[Region pointing data]
>>

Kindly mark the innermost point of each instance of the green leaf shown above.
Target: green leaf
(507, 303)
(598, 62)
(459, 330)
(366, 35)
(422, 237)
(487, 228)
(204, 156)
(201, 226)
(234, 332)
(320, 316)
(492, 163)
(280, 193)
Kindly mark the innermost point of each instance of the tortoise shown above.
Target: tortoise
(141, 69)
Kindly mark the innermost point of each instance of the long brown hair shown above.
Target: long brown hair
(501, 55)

<<
>>

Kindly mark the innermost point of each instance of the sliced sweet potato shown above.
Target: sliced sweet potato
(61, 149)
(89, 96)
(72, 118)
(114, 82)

<<

* **REQUIREMENT**
Scan the data above for the word "Kindly" and report every line where it is found.

* **RESPONSE TO THIS EXERCISE**
Kindly mark the innermost point of each instance of the green leaf shown above.
Kindly mark the innermost point of each instance of the tortoise shown above.
Kindly mark the innermost point of each instance of the long brown hair shown above.
Kindly mark the innermost point of each instance of the sliced sweet potato shown above.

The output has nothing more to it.